# START OF SUPPLIED MATERIAL

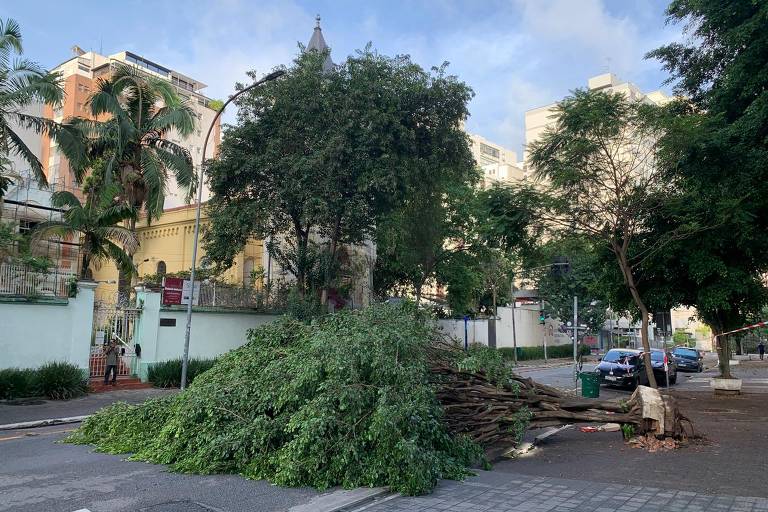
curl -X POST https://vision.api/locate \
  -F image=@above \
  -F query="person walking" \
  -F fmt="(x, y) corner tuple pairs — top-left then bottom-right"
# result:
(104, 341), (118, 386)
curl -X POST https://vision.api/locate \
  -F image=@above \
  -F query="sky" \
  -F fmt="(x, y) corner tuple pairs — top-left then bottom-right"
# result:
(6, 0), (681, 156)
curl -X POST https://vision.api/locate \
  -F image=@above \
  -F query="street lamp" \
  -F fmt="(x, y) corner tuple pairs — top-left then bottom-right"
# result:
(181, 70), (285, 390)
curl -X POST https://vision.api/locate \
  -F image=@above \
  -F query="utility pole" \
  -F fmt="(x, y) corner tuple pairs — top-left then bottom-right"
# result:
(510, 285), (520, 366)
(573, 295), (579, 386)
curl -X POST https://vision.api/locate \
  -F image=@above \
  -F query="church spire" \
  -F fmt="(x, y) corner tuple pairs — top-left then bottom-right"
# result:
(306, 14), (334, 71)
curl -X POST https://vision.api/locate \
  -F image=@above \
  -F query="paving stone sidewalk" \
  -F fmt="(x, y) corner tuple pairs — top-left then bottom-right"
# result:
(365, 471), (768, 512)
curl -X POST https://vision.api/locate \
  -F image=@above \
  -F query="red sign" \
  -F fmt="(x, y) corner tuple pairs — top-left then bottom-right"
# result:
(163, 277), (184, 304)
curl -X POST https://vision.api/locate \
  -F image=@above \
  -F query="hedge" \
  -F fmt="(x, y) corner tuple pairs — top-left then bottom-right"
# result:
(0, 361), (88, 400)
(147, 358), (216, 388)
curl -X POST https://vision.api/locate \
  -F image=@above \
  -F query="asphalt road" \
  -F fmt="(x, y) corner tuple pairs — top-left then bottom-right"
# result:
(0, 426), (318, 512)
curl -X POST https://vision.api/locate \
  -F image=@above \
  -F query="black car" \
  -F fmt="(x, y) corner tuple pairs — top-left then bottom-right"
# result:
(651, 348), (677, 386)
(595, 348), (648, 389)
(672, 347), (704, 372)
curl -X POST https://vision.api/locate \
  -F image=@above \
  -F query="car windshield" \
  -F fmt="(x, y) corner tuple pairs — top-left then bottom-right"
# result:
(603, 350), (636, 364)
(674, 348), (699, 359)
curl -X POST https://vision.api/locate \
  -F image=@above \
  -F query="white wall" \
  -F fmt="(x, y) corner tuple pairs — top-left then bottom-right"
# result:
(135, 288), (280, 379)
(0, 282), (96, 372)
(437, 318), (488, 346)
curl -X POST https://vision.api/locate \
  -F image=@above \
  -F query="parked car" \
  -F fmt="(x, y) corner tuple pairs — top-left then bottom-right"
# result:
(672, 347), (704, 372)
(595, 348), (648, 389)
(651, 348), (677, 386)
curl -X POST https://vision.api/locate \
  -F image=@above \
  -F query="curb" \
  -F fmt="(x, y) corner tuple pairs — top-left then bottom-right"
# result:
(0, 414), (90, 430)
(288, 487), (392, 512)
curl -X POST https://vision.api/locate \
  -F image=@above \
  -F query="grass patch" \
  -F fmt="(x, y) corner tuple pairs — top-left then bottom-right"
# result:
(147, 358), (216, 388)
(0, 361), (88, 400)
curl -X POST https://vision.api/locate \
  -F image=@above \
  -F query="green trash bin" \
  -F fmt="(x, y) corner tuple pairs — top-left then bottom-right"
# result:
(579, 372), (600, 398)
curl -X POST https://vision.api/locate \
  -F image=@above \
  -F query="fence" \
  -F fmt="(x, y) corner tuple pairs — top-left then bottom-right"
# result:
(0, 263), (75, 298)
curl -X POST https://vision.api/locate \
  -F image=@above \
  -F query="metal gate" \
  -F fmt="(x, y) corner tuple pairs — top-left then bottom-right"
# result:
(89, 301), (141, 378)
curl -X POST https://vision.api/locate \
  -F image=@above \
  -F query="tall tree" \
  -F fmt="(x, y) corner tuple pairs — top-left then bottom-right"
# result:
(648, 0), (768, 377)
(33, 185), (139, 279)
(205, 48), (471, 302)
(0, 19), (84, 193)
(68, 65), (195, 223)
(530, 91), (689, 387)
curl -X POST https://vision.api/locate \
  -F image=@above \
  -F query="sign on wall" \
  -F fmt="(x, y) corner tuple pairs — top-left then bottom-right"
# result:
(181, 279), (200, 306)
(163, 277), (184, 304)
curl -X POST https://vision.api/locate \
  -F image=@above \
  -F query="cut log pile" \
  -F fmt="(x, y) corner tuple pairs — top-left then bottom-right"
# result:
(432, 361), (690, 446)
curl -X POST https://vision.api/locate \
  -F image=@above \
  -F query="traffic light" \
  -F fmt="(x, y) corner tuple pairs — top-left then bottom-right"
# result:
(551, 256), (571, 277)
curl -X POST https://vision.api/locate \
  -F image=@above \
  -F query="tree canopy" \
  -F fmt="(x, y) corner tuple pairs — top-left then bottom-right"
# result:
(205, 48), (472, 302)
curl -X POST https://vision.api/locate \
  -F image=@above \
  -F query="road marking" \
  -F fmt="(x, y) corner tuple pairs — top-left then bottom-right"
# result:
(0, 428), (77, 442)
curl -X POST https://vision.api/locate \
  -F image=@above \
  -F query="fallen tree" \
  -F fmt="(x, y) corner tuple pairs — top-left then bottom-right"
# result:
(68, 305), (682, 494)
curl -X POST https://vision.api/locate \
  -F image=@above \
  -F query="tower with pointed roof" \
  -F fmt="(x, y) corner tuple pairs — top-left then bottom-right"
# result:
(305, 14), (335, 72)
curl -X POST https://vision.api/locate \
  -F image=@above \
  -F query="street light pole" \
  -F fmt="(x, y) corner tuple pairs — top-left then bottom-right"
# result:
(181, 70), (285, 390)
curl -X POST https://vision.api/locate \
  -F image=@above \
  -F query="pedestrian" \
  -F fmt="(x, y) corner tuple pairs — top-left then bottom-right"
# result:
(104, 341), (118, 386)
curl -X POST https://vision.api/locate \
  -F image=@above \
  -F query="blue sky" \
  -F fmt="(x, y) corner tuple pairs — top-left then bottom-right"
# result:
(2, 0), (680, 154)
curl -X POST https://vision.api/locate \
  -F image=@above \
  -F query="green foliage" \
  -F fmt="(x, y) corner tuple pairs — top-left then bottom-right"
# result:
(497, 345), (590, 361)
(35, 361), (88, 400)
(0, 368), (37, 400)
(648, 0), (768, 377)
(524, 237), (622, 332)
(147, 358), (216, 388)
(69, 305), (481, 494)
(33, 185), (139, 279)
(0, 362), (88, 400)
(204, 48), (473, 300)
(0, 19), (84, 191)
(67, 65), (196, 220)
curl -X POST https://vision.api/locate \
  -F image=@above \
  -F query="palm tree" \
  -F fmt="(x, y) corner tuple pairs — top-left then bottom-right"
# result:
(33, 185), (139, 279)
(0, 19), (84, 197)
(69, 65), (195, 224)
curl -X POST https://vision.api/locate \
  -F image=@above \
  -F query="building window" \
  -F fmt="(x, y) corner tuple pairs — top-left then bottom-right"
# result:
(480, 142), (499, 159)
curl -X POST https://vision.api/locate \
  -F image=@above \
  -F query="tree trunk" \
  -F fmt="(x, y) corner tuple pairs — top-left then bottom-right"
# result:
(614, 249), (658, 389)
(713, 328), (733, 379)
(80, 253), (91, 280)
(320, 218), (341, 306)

# END OF SUPPLIED MATERIAL

**TO BE DONE:**
Extract every line of the rows above that contains the word "green", treating case as significant.

**RESULT BELOW:**
  -F query="green trash bin" \
  -F query="green foliage" \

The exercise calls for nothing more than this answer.